======== Teks Pilihan ========
Dengan penyempurnaan kurikulum tahun 2000, menurut Kep. Dirjen dikti No. 267/Dikti/2000 materi Pendidikan Kewiraan disamping membahas tentang PPBN juga dimembahas tentang hubungan antara warga negara dengan negara. Sebutan Pendidikan Kewiraan diganti dengan Pendidikan Kewarganegaraan. Materi pokok Pendidikan Kewarganegaraan adalah tentang hubungan warga negara dengan negara, dan Pendidikan Pendahuluan Bela Negara (PPBN).

B. Tujuan Pendidikan Kewarganegaraan

Berdasarkan Kep. Dirjen Dikti No. 267/Dikti/2000, tujuan Pendidikan Kewarganegaraan mencakup:
1. Tujuan Umum
Untuk memberikan pengetahuan dan kemampuan dasar kepada mahasiswa mengenai hubungan antara warga negara dengan negara serta PPBN agar menjadi warga negara yang diandalkan oleh bangsa dan negara.

2. Tujuan Khusus

1. Agar mahasiswa dapat memahami dan melaksanakan hak dan kewajiban secara santun, jujur, dan demokratis serta ikhlas sebagawai WNI terdidik dan bertanggung jawab.

2. Agar mahasiswa menguasai dan memahami berbagai masalah dasar dalam kehidupan bermasyarakat, berbangsa dan bernegara, serta dapat mengatasinya dengan pemikiran kritis dan bertanggung jawab yang berlandaskan Pancasila, Wawasan Nusantara, dan Ketahanan Nasional

3. Agar mahasiswa memiliki sikap dan perilaku yang sesuai dengan nilai-nilai kejuangan, cinta tanah air, serta rela berkorban bagi nusa dan bangsa.

C. Sejarah Pendidikan Kewarganegaraan

1. Pendidikan Kewiraan
Pendidikan Kewiraan dimulai tahun 1973/1974, sebagai bagian dari kurikulum pendidikan nasional, dengan tujuan untuk menumbuhkan kecintaan pada tanah air dalam bentuk PPBN yang dilaksanakan dalam dua tahap, yaitu tahap awal yang diberikan kepada peserta didik SD sampai sekolah menengah dan pendidikan luar sekolah dalam bentuk pendidikan kepramukaan, sedangkan PPBN tahap lanjut diberikan di PT dalam bentuk pendidikan kewiraan.
======== Cuplikan Data ========
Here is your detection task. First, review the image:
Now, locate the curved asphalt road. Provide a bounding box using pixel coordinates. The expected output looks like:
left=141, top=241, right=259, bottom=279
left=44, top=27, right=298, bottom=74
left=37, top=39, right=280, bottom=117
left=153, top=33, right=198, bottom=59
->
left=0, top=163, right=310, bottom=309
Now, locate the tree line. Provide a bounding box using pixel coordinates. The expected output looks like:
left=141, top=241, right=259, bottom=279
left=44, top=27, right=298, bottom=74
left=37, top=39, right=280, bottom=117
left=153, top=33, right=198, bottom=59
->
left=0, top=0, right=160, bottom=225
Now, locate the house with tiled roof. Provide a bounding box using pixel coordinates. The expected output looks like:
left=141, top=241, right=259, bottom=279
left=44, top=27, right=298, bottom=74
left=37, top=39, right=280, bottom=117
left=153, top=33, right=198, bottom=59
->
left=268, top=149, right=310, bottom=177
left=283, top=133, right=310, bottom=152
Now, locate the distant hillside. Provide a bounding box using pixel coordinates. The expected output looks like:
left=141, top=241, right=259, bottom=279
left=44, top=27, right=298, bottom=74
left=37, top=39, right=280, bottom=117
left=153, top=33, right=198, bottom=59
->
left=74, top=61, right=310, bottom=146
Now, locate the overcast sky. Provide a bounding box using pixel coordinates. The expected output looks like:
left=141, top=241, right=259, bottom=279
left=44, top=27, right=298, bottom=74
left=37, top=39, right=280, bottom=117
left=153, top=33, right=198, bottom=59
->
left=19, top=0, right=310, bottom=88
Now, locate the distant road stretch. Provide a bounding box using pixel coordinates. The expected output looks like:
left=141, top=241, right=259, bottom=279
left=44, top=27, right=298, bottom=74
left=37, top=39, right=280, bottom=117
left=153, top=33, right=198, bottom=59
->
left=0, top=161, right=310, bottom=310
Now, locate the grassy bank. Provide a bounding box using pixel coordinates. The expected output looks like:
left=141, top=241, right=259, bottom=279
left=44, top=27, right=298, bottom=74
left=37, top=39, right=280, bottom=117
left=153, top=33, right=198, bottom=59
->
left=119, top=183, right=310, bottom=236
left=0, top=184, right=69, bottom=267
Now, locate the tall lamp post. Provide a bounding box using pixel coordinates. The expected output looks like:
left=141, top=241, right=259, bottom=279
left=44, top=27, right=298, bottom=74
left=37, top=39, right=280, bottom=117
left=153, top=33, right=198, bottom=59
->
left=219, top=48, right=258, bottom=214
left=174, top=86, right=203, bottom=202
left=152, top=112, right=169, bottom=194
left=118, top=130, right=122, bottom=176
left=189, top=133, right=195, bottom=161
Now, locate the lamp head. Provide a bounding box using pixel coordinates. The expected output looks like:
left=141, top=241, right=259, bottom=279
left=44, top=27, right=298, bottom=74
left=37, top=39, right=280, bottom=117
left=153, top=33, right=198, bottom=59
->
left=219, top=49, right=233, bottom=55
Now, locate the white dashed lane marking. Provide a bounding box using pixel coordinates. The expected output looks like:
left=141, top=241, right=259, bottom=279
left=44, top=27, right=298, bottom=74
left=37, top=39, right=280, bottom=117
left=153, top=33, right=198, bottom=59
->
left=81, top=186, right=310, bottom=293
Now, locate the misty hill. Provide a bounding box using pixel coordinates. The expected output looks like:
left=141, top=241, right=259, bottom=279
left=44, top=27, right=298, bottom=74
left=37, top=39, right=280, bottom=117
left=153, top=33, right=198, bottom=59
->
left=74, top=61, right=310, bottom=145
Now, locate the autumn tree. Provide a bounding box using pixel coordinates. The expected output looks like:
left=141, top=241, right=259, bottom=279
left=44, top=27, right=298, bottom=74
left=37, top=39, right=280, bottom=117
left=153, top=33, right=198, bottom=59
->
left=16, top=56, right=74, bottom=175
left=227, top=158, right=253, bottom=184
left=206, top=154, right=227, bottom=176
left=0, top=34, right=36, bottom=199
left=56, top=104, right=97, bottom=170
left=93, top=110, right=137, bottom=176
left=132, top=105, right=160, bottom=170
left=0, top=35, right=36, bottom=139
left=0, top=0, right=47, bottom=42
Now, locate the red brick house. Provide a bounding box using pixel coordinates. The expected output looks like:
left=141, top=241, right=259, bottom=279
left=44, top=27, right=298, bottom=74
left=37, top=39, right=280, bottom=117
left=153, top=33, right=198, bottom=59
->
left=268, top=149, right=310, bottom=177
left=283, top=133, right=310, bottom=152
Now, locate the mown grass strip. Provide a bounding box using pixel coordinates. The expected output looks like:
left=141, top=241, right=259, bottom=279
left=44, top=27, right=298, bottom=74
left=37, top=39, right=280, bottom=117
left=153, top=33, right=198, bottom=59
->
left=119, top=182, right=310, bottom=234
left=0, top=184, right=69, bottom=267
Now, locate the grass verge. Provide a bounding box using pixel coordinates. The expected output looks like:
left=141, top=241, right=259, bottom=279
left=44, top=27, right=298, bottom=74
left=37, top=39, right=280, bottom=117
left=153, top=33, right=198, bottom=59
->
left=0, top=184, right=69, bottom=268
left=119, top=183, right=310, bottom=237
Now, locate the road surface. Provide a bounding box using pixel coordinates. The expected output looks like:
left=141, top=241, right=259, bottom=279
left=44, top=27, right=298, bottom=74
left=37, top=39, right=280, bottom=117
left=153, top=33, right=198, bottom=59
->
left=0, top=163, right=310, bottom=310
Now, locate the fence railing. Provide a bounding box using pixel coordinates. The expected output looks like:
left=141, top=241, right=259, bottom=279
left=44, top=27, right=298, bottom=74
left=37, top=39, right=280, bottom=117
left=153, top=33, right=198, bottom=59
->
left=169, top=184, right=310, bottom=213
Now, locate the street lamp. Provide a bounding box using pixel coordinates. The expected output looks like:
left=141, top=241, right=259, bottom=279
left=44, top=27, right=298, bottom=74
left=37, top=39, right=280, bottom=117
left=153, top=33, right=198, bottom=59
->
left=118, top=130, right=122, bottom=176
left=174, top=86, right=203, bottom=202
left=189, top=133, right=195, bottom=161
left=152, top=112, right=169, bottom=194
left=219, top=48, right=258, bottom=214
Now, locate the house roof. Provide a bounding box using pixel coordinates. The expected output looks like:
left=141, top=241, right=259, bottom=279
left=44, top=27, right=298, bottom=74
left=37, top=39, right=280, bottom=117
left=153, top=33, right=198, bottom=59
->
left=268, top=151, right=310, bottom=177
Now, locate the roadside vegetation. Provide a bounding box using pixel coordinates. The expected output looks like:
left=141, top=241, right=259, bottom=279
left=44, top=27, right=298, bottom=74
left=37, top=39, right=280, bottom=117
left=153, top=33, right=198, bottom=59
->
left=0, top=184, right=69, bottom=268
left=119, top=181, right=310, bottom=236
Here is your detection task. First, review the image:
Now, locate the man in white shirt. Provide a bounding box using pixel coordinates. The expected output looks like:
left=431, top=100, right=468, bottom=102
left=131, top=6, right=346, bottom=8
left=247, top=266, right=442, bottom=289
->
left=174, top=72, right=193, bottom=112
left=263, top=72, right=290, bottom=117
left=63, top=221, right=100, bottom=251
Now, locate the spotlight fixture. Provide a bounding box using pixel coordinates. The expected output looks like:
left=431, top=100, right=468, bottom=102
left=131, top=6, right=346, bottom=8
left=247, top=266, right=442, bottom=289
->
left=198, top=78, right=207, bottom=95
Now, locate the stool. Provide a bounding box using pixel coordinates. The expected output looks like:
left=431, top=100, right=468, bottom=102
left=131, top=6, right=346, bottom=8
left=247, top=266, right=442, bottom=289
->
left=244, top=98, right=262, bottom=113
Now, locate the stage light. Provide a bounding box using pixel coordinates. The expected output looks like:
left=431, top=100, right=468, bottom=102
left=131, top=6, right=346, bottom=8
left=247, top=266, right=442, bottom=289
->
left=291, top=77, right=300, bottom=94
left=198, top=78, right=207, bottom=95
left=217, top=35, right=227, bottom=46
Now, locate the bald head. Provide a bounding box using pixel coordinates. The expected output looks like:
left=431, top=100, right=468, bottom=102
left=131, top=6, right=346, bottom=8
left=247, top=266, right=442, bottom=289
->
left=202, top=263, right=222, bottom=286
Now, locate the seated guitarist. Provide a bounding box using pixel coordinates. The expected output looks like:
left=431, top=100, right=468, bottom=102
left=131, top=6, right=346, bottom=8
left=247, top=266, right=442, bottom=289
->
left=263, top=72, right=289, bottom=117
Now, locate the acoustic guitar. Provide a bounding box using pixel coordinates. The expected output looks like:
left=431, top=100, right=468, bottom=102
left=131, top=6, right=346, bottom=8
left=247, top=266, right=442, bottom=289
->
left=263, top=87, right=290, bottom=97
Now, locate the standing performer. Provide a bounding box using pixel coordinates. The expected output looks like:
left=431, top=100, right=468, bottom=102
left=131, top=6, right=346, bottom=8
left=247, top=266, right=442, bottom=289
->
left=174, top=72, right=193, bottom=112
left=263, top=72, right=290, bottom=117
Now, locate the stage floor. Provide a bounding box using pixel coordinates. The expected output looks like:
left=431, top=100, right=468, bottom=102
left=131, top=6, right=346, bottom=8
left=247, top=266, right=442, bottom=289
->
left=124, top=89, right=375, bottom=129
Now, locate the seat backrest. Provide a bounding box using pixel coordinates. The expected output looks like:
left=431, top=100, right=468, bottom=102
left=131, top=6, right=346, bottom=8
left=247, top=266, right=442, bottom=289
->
========
> _Latihan A_:
Jawablah pertanyaan berikut berdasarkan teks pilihan.
(i) Sebutan apa yang diganti dengan Pendidikan Kewarganegaraan?
(ii) Pada tahun berapa Pendidikan Kewiraan dimulai?
(iii) Pada dasar apa saja pemikiran kritis dan bertanggung jawab dalam tujuan khusus kedua berlandaskan?
> _Latihan B_:
Tuliskan kembali tanpa perubahan bagian teks pilihan mulai dari "C. Sejarah Pendidikan" sampai dengan "bentuk pendidikan kewiraan.", termasuk kata-kata terakhir itu.

> _Jawaban Latihan A_:
(i) Pendidikan Kewiraan.
(ii) Tahun 1973/1974.
(iii) Pancasila, Wawasan Nusantara, dan Ketahanan Nasional.

> _Jawaban Latihan B_:
C. Sejarah Pendidikan Kewarganegaraan

1. Pendidikan Kewiraan
Pendidikan Kewiraan dimulai tahun 1973/1974, sebagai bagian dari kurikulum pendidikan nasional, dengan tujuan untuk menumbuhkan kecintaan pada tanah air dalam bentuk PPBN yang dilaksanakan dalam dua tahap, yaitu tahap awal yang diberikan kepada peserta didik SD sampai sekolah menengah dan pendidikan luar sekolah dalam bentuk pendidikan kepramukaan, sedangkan PPBN tahap lanjut diberikan di PT dalam bentuk pendidikan kewiraan.